____ Records for this exercise
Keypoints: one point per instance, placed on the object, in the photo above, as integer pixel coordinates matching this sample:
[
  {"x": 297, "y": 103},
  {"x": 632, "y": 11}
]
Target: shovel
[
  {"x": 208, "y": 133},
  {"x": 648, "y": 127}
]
________
- Task requirements:
Convert each line of the material above into a JSON list of strings, one string per line, leaving out any blank lines.

- The reply:
[
  "Keypoints: one point per instance, placed on the object, in the photo above, as integer pixel coordinates matching this sample:",
  "[",
  "  {\"x\": 297, \"y\": 103},",
  "  {\"x\": 632, \"y\": 11}",
  "]",
  "Target: shovel",
  "[",
  "  {\"x\": 208, \"y\": 133},",
  "  {\"x\": 648, \"y\": 127}",
  "]"
]